(JOBS)
A) List the valid tags for the data argument as given in the spPGOcc documentation.
B) Carry on with the spPGOcc documentation, starting right after its final sentence.

(DOCUMENT)
— start —

\name{spPGOcc}
\alias{spPGOcc}
\title{Function for Fitting Single Species Spatial Occupancy Models Using Polya-Gamma Latent Variables}

\description{
  The function \code{spPGOcc} fits single species spatial occupancy models using Polya-Gamma latent variables. Models can be fit using either a full Gaussian process or a Nearest Neighbor Gaussian Process for large data sets. 
}

\usage{
spPGOcc(occ.formula, det.formula, data, inits, priors, 
        tuning, cov.model = "exponential", NNGP = TRUE, 
        n.neighbors = 15, search.type = "cb", n.batch,
        batch.length, accept.rate = 0.43, 
        n.omp.threads = 1, verbose = TRUE, n.report = 100, 
        n.burn = round(.10 * n.batch * batch.length), 
        n.thin = 1, k.fold, k.fold.threads = 1, 
        k.fold.seed = 100, ...)
}

\arguments{

  \item{occ.formula}{a symbolic description of the model to be fit
    for the occurrence portion of the model using R's model syntax. Only
    right-hand side of formula is specified. See example below.}
  
  \item{det.formula}{a symbolic description of the model to be fit
  for the detection portion of the model using R's model syntax. Only
  right-hand side of formula is specified. See example below. Random intercepts
  are allowed using lme4 syntax (Bates et al. 2015).}

  \item{data}{a list containing data necessary for model fitting.
    Valid tags are \code{y}, \code{occ.covs}, \code{det.covs}, and \code{coords}. 
    \code{y} is the detection-nondetection data matrix or data frame with 
    first dimension equal to the number of sites (\eqn{J}{J}) and second 
    dimension equal to the maximum number of replicates at a given site. 
    \code{occ.covs} is a matrix or data frame containing the variables used 
    in the occupancy portion of the model, with \eqn{J}{J} rows for each column 
    (variable). \code{det.covs} is a list of variables included in the 
    detection portion of the model. Each list element is a different detection 
    covariate, which can be site-level or observational-level. Site-level 
    covariates are specified as a vector of length \eqn{J}{J} while 
    observation-level covariates are specified 
    as a matrix or data frame with the number of rows equal to \eqn{J}{J} and 
    number of columns equal to the maximum number of replicates at a given site. 
    \code{coords} is a \eqn{J \times 2}{J x 2} matrix of the observation coordinates.}
  
  \item{inits}{a list with each tag corresponding to a parameter name.
    Valid tags are \code{z}, \code{beta}, \code{alpha}, \code{sigma.sq}, 
    \code{phi}, \code{w}, \code{nu}, and \code{sigma.sq.p}. 
    \code{nu} is only specified if \code{cov.model = "matern"} and \code{sigma.sq.p}
    is only specified if there are random effects in \code{det.formula}.

— end —

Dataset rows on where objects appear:
— start —

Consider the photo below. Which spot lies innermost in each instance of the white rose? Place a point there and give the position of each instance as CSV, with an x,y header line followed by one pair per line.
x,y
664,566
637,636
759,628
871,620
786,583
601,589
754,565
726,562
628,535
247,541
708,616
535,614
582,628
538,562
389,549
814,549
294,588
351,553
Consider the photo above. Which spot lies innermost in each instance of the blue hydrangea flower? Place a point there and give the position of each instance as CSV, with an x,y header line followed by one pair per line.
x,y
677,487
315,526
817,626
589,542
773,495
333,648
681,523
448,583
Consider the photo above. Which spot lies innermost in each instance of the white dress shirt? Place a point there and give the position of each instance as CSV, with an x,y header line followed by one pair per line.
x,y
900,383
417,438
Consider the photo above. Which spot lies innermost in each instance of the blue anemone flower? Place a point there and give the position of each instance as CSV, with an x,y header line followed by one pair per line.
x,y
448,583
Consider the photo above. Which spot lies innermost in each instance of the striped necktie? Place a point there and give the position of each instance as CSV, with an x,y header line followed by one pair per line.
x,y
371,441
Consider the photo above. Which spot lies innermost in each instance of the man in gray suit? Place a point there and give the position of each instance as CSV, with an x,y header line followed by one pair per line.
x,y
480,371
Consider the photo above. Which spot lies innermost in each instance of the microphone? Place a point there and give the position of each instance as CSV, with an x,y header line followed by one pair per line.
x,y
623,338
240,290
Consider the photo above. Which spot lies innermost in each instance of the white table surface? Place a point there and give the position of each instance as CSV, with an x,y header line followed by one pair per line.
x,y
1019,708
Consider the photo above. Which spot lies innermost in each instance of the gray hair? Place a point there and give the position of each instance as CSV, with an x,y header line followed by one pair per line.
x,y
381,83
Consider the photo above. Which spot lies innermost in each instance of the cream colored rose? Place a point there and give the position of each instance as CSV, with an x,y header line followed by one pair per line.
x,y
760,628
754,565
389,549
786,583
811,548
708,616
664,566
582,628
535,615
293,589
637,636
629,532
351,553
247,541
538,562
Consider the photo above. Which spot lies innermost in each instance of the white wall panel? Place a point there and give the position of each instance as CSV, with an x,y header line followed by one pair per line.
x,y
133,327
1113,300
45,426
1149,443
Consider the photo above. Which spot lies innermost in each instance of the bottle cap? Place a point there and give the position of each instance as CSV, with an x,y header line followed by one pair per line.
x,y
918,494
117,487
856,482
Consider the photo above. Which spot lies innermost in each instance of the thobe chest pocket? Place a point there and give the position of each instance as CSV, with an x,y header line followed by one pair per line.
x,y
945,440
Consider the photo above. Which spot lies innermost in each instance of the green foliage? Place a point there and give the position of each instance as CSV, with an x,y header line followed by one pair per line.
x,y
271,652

— end —

(THE RESULTS)
A) y, occ.covs, det.covs, coords

B)
    The value portion of each tag is the parameter's initial value. See \code{priors}
    description for definition of each parameter name.}
  
  \item{priors}{a list with each tag corresponding to a parameter name. 
    Valid tags are \code{beta.normal}, \code{alpha.normal}, \code{phi.unif}, 
    \code{sigma.sq.ig}, \code{nu.unif}, and \code{sigma.sq.p.ig}. Occurrence 
    (\code{beta}) and detection (\code{alpha}) regression coefficients 
    are assumed to follow a normal distribution. The hyperparameters of the 
    normal distribution are passed as a list of length two with the first
    and second elements corresponding to the mean and variance of the normal
    distribution, which are each specified as vectors of 
    length equal to the number of coefficients to be estimated or of length
    one if priors are the same for all coefficients. If not
    specified, prior means are set to 0 and prior variances set to 2.73. The 
    spatial variance parameter, \code{sigma.sq}, is assumed to follow an 
    inverse-Gamma distribution, whereas the spatial decay \code{phi} and 
    smoothness \code{nu} parameters are assumed to follow Uniform 
    distributions. The hyperparameters of the inverse-Gamma for \code{sigma.sq} 
    are passed as a vector of length two, with the first and second 
    elements corresponding to the \emph{shape} and \emph{scale}, respectively.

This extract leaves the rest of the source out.